* [REQUIRED TASK]
Retype the data below line for line, without changing anything, and leave out the pictures.

[Dataset rows showing where objects appear]
————————
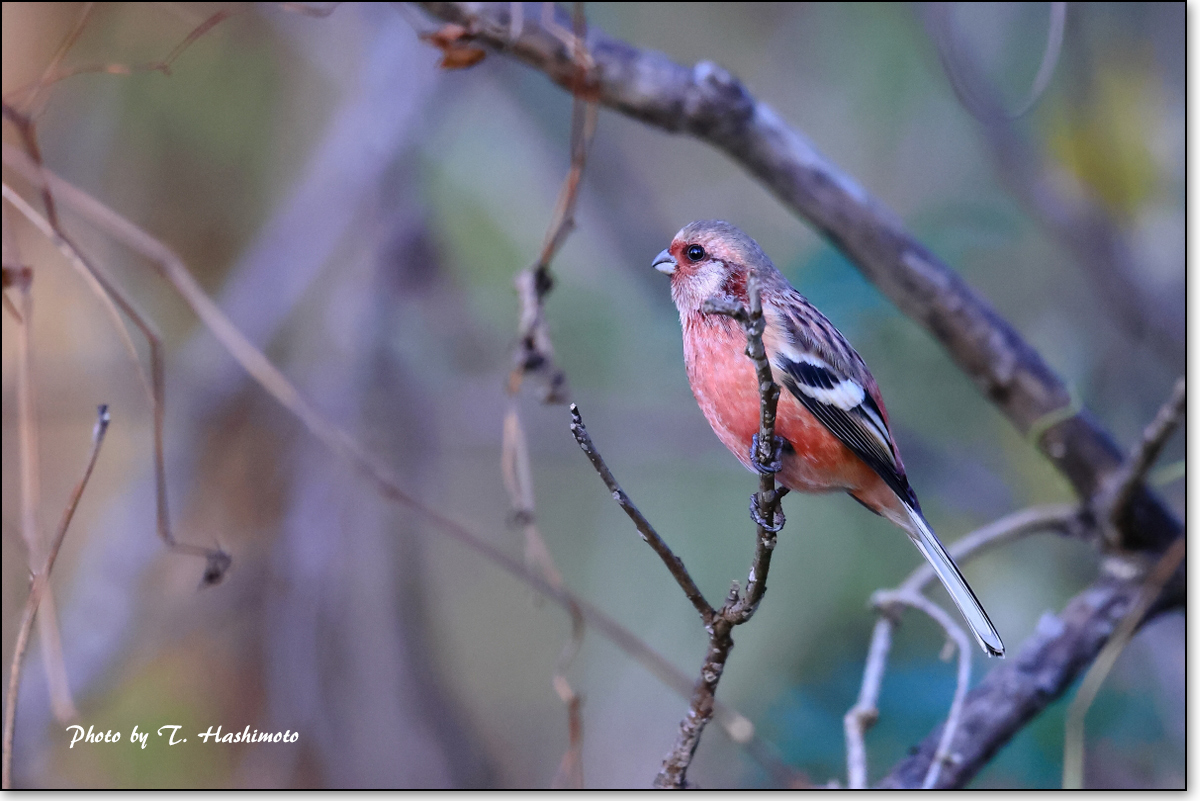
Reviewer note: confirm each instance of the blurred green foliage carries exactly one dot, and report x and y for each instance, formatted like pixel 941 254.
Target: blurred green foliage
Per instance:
pixel 204 157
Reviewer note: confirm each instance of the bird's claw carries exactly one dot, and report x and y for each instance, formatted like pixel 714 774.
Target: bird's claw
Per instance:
pixel 777 457
pixel 759 518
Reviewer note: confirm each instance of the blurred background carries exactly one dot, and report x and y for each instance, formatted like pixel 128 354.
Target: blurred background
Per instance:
pixel 360 216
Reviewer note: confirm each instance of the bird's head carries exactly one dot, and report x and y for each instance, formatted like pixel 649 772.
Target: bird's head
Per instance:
pixel 709 258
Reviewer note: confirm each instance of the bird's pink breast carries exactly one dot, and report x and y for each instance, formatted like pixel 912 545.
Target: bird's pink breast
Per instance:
pixel 726 387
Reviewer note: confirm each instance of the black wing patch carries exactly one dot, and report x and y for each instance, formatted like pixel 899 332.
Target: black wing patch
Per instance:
pixel 859 427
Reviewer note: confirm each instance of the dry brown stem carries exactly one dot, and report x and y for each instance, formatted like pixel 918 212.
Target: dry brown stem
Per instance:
pixel 40 582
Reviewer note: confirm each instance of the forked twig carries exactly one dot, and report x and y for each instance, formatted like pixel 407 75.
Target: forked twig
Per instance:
pixel 271 379
pixel 37 589
pixel 217 561
pixel 534 355
pixel 963 643
pixel 19 278
pixel 864 714
pixel 738 607
pixel 1111 503
pixel 1073 734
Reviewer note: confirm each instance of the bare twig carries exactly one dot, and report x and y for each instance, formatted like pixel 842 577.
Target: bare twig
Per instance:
pixel 738 607
pixel 267 375
pixel 1057 517
pixel 28 95
pixel 863 715
pixel 1113 501
pixel 1073 734
pixel 645 528
pixel 769 519
pixel 534 355
pixel 37 590
pixel 61 702
pixel 917 601
pixel 217 561
pixel 1077 217
pixel 865 711
pixel 712 104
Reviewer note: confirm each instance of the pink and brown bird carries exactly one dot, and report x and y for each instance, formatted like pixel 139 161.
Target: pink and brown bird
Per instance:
pixel 831 419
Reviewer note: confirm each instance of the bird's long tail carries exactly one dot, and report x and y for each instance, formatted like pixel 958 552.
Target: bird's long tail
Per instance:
pixel 923 536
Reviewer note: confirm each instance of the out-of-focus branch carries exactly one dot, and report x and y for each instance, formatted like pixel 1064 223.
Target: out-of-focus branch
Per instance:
pixel 534 356
pixel 1102 616
pixel 37 590
pixel 1073 750
pixel 1077 218
pixel 738 607
pixel 19 278
pixel 1111 503
pixel 1056 517
pixel 645 528
pixel 709 103
pixel 217 561
pixel 964 645
pixel 277 385
pixel 1013 693
pixel 863 715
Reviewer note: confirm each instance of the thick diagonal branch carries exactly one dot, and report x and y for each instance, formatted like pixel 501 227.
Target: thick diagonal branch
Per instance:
pixel 709 103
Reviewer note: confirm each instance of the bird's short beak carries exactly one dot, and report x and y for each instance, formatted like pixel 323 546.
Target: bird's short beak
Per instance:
pixel 664 263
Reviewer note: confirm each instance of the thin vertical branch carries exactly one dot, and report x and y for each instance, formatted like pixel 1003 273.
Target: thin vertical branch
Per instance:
pixel 864 714
pixel 217 561
pixel 37 589
pixel 1073 733
pixel 738 607
pixel 534 355
pixel 1113 501
pixel 61 702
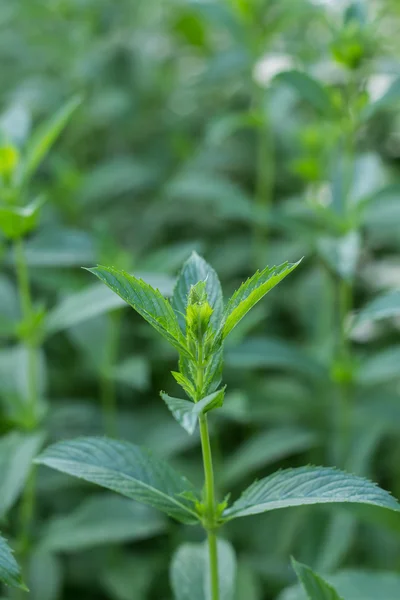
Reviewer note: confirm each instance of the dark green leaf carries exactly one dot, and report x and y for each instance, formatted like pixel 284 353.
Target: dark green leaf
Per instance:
pixel 308 485
pixel 45 136
pixel 102 519
pixel 123 468
pixel 16 221
pixel 17 451
pixel 315 587
pixel 187 413
pixel 251 292
pixel 383 307
pixel 194 270
pixel 9 570
pixel 308 89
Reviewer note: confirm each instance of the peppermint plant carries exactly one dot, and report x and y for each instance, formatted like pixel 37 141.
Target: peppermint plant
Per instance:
pixel 196 323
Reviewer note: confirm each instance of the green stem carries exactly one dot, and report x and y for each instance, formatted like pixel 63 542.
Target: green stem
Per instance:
pixel 264 178
pixel 209 486
pixel 107 385
pixel 27 505
pixel 344 356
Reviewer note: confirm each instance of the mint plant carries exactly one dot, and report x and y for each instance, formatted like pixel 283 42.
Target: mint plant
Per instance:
pixel 196 323
pixel 19 214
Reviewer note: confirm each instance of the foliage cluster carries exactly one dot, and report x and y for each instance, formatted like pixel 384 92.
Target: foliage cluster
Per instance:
pixel 253 132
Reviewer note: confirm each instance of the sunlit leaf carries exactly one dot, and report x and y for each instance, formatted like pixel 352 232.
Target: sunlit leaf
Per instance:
pixel 308 485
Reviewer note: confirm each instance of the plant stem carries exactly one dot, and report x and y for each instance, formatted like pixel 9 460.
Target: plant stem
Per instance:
pixel 27 309
pixel 107 385
pixel 264 177
pixel 210 516
pixel 27 505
————————
* [EXERCISE SOLUTION]
Reviewer note: confirm each instance of the blurred green foliage carries exactly one dot, and report x and y for each instance, formatted like pixel 941 254.
Target: blurred green foliage
Per instance:
pixel 204 157
Reviewer note: confirm each instance of the bird's claw carries exactly one dot, and report x and y for each instance, formatted like pixel 714 774.
Target: bird's claw
Per instance:
pixel 777 457
pixel 759 518
Reviewer note: confirm each instance of the blurred background carries exactly one dot, and report x and y for each instance, formatted like pixel 128 354.
Target: blurred background
Per instance:
pixel 360 216
Reviewer note: confirm each instance of the bird's head carries exactly one dot, and report x and y for each instance, formatted like pixel 649 772.
Target: bird's head
Per instance:
pixel 709 258
Reviewer note: confirm each instance of the bird's pink breast carries exactly one dot, and report x and y for each instance, formatted like pixel 912 545.
Target: bird's pink breast
Per instance:
pixel 726 387
Reviewer note: confirm each instance of the black wing patch carries exactly one dot, and report x and y for each instance, formatted like pixel 899 332.
Target: black wing patch
Per instance:
pixel 859 427
Reviewer note: confirm each instance of the dry brown stem carries exactly one dot, and report x and y for each instance, formatted like pixel 918 212.
Target: dry brown stem
Per instance:
pixel 40 582
Reviewer note: confirm each instance of the forked twig carries exactly one dot, and report x and y for each instance, formatted like pixel 407 75.
Target: forked twig
Per instance:
pixel 271 379
pixel 37 589
pixel 217 561
pixel 534 355
pixel 963 643
pixel 19 278
pixel 864 714
pixel 738 607
pixel 1111 503
pixel 1073 734
Reviewer note: confirm each instance of the bare twig carries exactly one dot, and report x and y for each instance, formatted like pixel 842 577.
Target: bare twig
Per instance:
pixel 738 607
pixel 267 375
pixel 1057 517
pixel 28 95
pixel 863 715
pixel 1113 501
pixel 1073 734
pixel 645 528
pixel 769 519
pixel 534 355
pixel 37 590
pixel 61 702
pixel 917 601
pixel 217 561
pixel 1077 217
pixel 865 711
pixel 712 104
Reviewer note: confirm each instance of the pink and brown bird carries exactly one dot, and report x and y for each instance, formatted like pixel 139 161.
Target: pink and brown bird
Per instance:
pixel 831 419
Reviewer note: confirm each instance of the bird's long tail carries exactly one dot, and report x and y for each instance, formatted like pixel 958 552.
Target: bird's long tail
Per instance:
pixel 923 536
Reviewer note: confirm each instance of the out-of-focus branch carries exactly one dot, and report x and y for each instance, formatted like pixel 1064 223.
Target: out-of-focus branch
Per instance:
pixel 534 356
pixel 1102 616
pixel 37 590
pixel 1073 750
pixel 1077 218
pixel 738 607
pixel 19 278
pixel 1111 503
pixel 1056 517
pixel 645 528
pixel 709 103
pixel 217 561
pixel 964 645
pixel 277 385
pixel 1013 693
pixel 863 715
Reviewer note: confirm each instance of the thick diagonal branch carries exactly one dot, and report x and y for each instance, formatted like pixel 501 227.
Target: thick diagonal branch
Per instance:
pixel 709 103
Reviewer note: confirm each instance of the bird's short beak carries exactly one dot, and report x and y for each instance, formatted like pixel 323 546.
Target: bird's short beak
Per instance:
pixel 664 263
Reviewer note: confirm each instance of the thin vertical branch carries exactly one dot, and report x and y for each instance, formatted like pixel 1003 273.
Target: thin vertical branch
Per instance:
pixel 864 714
pixel 217 561
pixel 37 589
pixel 1073 733
pixel 738 607
pixel 534 355
pixel 1113 501
pixel 61 702
Reviewer note: confirm each instance of the dark green leaf carries exactly one dot, and report x and y for each instance, formatted like pixel 284 353.
Target: dark green leaf
Per instance:
pixel 308 485
pixel 45 136
pixel 102 519
pixel 123 468
pixel 16 221
pixel 17 451
pixel 315 587
pixel 187 413
pixel 251 292
pixel 383 307
pixel 194 270
pixel 9 570
pixel 308 89
Reviewer note: confirm each instance of the peppermint plant carries exactly one dot, and report x and y for each instance, formatted like pixel 37 141.
Target: peppermint plant
Per instance:
pixel 196 323
Reviewer note: confirm each instance of the green stem carries exactly one dot, and report x and y for each instance, formatted like pixel 63 542.
Target: green stem
Per instance:
pixel 264 178
pixel 209 486
pixel 107 385
pixel 27 505
pixel 344 356
Reviewer note: confirm each instance of the mint plant carries exactly one dot, and report x and y for each instance, formatted like pixel 283 42.
Target: mint plant
Per instance:
pixel 196 323
pixel 19 214
Reviewer note: confirm each instance of the foliage cluster carries exactly one dot, and report x and y for each instance, formatted like pixel 384 92.
Target: foliage cluster
Per instance:
pixel 253 132
Reviewer note: confirm each instance of the sunlit leaf carries exactly one dot, and report x and y for each instance, formatted like pixel 352 232.
Target: sunlit leaf
Per instance:
pixel 308 485
Reviewer note: confirm each instance of the plant stem carries exactly one dot, and report x and y for each instance, formatted like pixel 9 460.
Target: plant stem
Per instance:
pixel 27 309
pixel 107 385
pixel 264 177
pixel 210 516
pixel 27 505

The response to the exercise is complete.